* **The request**:
Copy everything in the items below, word for word, from the line containing "Practice. Identify the stepping" down to the line containing "Target: dirt patch", including both of those lines.

* **Working data**:
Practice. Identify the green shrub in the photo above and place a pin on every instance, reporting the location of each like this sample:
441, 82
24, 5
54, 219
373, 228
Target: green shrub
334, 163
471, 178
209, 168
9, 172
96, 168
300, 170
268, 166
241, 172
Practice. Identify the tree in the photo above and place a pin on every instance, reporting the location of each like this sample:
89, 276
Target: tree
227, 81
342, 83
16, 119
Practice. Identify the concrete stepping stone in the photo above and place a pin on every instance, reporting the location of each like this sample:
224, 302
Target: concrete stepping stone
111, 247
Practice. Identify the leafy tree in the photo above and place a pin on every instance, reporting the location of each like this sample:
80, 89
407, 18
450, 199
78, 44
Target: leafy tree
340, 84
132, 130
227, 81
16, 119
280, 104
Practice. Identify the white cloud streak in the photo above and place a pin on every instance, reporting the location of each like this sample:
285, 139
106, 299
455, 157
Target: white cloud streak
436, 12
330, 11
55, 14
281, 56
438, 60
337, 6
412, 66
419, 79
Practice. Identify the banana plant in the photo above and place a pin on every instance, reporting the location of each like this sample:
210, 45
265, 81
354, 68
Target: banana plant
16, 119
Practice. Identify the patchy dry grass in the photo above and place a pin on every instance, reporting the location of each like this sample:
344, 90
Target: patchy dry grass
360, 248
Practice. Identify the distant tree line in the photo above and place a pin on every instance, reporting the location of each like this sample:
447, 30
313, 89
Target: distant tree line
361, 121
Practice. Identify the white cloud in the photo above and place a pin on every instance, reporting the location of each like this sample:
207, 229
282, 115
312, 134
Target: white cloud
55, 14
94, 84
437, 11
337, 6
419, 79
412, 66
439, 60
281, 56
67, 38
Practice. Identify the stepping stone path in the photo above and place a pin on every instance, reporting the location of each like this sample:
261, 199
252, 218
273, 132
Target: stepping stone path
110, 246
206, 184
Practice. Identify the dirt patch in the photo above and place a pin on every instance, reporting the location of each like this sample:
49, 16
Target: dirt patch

==

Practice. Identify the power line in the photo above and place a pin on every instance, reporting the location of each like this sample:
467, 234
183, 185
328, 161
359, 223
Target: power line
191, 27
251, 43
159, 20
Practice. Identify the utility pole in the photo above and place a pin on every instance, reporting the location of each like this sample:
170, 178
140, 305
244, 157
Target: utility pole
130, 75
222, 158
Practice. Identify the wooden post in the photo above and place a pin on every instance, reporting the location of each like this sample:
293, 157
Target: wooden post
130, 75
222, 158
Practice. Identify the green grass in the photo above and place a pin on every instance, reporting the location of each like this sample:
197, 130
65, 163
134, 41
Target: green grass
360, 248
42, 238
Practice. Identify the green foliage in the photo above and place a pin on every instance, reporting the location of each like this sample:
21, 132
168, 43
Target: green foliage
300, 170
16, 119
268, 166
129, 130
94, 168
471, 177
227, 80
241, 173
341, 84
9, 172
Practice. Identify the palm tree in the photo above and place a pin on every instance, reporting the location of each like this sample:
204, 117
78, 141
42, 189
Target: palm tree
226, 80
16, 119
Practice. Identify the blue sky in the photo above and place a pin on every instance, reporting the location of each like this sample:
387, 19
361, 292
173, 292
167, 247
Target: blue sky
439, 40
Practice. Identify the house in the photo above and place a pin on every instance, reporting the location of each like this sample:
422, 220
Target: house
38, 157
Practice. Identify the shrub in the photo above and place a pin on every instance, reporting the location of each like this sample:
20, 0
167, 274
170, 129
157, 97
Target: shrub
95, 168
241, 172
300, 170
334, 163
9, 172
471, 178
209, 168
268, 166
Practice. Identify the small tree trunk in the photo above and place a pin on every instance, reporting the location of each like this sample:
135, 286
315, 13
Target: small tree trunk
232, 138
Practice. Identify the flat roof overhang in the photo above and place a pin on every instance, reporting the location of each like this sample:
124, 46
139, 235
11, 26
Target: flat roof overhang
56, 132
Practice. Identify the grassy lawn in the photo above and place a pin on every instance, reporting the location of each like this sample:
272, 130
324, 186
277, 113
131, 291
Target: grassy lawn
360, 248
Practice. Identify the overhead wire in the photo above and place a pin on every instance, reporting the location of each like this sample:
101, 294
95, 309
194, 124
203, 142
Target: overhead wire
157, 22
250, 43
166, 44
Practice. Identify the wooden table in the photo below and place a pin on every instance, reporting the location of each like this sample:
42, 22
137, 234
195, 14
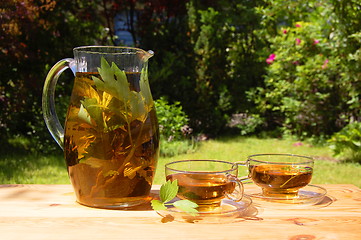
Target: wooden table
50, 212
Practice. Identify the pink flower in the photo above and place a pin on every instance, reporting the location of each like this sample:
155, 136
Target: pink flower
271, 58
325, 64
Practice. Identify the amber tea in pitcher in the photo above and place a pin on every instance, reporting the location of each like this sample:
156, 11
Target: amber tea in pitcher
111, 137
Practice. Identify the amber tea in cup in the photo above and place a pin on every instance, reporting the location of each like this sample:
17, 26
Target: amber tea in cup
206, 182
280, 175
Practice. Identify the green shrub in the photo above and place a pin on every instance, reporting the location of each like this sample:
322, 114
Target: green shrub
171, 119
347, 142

==

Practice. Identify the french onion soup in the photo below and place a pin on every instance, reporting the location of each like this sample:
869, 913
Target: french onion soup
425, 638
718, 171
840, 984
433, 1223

* **Solution to the problem**:
Practice. Identify the stepping stone path in the photo above and place a pin on every instance, reporting the location of each like this sample:
261, 199
252, 218
273, 132
Target: stepping stone path
110, 246
206, 184
Practice. Identify the dirt patch in the photo above and place a pin on every instance, reporting the location of each like this sample:
49, 16
Target: dirt patch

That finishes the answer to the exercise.